_Exercise goal_
Copy every line of the material below without any changes.

_Extracted entries_

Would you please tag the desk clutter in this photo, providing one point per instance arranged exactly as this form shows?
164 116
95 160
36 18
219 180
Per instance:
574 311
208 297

_Result of the exercise_
Would you please tag the desk clutter in this photo, providing one point per instance arranged exactly as this form shows?
164 116
95 160
36 18
219 180
Per instance:
574 311
208 297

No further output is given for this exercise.